THE DATA:
------------------------------------------------------------
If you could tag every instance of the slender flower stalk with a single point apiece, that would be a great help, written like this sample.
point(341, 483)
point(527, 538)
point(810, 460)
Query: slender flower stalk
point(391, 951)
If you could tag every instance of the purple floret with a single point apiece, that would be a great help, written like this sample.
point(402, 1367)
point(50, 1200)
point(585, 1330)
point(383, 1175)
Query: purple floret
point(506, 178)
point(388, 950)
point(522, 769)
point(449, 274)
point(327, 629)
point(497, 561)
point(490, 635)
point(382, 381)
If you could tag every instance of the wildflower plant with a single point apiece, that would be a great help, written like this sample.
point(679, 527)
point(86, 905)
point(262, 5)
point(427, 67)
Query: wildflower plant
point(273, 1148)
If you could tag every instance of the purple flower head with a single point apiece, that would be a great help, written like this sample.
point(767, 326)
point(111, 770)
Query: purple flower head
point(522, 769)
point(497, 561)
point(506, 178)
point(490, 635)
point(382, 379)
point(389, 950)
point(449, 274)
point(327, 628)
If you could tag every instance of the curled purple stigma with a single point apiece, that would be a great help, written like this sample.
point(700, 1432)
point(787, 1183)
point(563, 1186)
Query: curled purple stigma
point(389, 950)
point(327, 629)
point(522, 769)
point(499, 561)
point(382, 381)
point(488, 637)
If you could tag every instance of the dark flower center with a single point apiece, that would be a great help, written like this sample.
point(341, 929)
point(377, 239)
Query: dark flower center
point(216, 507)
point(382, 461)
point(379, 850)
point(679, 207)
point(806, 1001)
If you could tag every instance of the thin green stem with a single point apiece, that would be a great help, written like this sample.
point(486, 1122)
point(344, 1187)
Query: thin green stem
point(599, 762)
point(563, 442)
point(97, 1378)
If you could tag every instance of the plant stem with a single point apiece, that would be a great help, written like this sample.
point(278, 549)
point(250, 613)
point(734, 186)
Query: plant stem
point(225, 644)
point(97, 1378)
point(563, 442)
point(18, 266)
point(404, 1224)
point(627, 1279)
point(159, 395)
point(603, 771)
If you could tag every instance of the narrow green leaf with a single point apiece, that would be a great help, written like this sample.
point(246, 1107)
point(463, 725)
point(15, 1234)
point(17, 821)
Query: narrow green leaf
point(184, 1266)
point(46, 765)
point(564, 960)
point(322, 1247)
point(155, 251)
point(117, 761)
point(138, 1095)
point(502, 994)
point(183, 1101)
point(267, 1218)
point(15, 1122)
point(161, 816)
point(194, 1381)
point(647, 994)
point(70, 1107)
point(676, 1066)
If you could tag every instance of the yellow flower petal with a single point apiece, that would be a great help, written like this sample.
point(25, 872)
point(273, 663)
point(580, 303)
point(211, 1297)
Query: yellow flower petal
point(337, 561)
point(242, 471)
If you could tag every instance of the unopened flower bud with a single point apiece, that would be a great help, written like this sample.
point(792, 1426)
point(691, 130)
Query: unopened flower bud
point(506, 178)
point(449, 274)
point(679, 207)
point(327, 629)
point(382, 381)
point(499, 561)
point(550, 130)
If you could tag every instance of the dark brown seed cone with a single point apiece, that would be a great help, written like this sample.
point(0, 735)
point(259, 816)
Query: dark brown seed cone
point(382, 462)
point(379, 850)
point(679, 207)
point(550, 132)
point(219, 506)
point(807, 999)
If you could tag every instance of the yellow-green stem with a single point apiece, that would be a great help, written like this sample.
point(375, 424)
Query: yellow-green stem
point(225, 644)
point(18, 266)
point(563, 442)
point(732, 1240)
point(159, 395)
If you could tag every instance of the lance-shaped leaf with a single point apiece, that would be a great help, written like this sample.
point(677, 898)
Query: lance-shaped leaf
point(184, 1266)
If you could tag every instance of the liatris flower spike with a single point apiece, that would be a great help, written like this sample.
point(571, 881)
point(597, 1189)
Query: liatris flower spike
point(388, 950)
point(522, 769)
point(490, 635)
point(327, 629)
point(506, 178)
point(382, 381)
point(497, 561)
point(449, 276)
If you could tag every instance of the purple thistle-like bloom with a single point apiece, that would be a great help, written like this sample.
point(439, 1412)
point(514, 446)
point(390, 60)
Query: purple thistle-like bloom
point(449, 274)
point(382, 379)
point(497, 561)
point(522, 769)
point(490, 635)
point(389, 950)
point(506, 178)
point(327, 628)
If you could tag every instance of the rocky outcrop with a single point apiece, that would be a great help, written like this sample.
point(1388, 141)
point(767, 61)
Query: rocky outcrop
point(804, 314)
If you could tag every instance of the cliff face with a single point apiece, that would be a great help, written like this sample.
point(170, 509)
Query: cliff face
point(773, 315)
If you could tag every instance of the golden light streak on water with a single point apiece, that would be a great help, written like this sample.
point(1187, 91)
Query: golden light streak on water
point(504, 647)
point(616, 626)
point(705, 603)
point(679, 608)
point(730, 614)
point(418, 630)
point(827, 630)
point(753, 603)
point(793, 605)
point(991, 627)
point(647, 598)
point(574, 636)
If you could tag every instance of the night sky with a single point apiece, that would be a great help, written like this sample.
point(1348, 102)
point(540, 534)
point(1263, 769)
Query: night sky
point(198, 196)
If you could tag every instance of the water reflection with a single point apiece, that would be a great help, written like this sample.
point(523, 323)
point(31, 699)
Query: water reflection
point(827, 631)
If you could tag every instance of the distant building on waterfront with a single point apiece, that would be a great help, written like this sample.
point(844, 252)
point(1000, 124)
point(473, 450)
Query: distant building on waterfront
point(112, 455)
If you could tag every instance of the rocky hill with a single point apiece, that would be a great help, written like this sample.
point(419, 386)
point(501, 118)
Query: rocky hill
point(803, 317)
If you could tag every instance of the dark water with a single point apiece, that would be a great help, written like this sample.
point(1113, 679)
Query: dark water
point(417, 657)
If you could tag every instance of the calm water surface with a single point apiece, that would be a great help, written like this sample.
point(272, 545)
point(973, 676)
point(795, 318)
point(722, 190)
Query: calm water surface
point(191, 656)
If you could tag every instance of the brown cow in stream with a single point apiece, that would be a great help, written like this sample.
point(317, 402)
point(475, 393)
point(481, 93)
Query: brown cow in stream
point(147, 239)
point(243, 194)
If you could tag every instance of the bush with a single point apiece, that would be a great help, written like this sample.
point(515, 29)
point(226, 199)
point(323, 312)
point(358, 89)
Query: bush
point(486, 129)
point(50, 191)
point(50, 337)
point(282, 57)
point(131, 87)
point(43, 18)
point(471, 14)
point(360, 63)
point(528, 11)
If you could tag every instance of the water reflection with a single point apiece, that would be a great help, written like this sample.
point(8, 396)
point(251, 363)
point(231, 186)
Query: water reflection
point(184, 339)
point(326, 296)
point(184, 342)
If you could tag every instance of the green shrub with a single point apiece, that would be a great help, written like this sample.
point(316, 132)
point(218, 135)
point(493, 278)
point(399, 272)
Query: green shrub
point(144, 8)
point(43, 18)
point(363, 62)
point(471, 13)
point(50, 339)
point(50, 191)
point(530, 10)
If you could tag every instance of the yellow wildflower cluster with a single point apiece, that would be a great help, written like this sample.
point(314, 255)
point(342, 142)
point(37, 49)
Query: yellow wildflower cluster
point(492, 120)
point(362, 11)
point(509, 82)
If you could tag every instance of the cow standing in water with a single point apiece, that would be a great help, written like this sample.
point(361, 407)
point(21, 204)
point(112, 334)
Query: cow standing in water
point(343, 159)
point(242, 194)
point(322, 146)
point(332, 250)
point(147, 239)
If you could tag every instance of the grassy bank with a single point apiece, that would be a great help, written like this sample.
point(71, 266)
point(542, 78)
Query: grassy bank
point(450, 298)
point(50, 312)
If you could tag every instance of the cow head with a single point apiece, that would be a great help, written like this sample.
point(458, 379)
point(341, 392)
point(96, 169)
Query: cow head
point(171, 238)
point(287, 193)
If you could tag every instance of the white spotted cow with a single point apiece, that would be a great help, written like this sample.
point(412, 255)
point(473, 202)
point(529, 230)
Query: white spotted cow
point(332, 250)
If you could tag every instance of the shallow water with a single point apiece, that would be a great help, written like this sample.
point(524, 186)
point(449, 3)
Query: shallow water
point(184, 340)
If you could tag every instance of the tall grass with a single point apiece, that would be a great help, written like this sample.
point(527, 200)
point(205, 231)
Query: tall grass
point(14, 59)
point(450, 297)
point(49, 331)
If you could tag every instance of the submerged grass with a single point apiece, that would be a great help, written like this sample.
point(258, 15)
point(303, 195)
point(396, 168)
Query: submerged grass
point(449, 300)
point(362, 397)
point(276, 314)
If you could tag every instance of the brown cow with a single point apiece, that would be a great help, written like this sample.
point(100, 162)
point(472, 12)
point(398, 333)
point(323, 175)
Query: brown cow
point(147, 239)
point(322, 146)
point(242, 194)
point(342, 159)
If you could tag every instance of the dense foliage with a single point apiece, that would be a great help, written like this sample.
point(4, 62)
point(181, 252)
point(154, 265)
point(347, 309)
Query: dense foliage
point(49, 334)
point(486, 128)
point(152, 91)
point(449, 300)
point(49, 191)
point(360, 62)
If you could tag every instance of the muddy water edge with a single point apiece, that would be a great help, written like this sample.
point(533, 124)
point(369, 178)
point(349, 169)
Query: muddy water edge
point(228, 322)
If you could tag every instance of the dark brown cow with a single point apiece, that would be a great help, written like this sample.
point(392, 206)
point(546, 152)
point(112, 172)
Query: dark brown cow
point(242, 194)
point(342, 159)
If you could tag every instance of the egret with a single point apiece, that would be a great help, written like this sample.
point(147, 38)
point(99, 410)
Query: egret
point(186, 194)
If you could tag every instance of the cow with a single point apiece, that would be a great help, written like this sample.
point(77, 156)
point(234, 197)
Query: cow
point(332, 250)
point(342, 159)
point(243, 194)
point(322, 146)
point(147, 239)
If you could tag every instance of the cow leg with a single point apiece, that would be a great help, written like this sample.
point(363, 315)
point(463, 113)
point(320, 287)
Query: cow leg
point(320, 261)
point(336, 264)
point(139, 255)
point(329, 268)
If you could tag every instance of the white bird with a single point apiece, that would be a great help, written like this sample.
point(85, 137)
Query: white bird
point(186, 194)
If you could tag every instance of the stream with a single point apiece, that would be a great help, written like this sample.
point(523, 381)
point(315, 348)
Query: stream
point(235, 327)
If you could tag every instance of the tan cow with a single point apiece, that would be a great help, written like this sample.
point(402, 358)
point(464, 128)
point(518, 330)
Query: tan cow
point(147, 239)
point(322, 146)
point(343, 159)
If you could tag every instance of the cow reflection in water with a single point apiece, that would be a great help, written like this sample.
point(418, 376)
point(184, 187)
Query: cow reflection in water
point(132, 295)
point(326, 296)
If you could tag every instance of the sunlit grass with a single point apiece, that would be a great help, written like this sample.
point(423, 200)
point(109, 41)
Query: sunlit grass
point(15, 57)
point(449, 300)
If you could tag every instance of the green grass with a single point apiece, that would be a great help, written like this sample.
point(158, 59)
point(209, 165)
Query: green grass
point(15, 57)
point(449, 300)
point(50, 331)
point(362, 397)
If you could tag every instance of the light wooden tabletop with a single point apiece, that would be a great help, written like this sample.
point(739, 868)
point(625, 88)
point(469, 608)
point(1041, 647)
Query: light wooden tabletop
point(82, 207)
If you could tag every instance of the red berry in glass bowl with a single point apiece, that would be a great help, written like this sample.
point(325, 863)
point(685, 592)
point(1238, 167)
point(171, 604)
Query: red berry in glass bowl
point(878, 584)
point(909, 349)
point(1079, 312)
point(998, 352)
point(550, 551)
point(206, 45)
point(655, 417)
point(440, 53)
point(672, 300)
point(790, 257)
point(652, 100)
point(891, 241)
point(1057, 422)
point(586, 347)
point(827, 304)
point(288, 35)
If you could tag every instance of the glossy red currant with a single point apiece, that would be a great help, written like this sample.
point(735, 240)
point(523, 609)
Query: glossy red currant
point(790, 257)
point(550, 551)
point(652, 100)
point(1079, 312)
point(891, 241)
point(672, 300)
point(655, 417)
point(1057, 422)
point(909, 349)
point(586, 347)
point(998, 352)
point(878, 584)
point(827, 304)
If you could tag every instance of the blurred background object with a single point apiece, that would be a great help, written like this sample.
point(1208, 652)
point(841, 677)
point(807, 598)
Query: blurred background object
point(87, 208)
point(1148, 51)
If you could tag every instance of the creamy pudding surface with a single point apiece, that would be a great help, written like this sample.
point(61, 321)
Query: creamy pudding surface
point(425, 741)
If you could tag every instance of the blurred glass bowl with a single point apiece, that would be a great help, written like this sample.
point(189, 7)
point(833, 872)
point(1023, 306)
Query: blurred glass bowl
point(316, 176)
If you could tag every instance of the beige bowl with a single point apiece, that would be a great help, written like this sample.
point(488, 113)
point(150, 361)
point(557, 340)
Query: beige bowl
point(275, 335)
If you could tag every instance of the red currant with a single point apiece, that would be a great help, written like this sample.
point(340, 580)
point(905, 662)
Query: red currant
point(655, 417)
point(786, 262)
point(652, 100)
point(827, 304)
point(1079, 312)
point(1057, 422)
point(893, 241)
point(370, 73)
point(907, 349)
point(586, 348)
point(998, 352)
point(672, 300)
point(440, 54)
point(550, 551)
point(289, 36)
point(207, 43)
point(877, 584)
------------------------------------------------------------
Every line from the one containing "If you could tag every instance of the blurred background" through the end of the data must be repeated exactly, and no other line.

If you could tag every instance of the blurred background object with a single point apiece, that would be a great help, written like this sample.
point(1208, 652)
point(841, 677)
point(807, 598)
Query: blurred background object
point(87, 208)
point(1148, 51)
If you could tag every instance of the creamy pudding surface with a single point apiece, that would be a great help, written like this sample.
point(61, 321)
Query: creamy pudding surface
point(425, 741)
If you could tag every instance of the blurred glass bowl with a single point apiece, that would be a great help, written like this sample.
point(189, 7)
point(833, 872)
point(1023, 306)
Query: blurred glass bowl
point(316, 176)
If you could tag every instance of the beige bowl with a single point apiece, that would be a great help, written like this sample.
point(488, 113)
point(150, 361)
point(557, 340)
Query: beige bowl
point(275, 335)
If you could tag every instance of the red currant with a single point apiece, that would be a great help, written like this sample.
point(340, 580)
point(905, 662)
Query: red currant
point(655, 417)
point(786, 262)
point(652, 100)
point(827, 304)
point(1079, 312)
point(1057, 422)
point(893, 241)
point(370, 73)
point(907, 349)
point(586, 348)
point(998, 352)
point(672, 300)
point(440, 54)
point(550, 551)
point(289, 36)
point(207, 43)
point(877, 584)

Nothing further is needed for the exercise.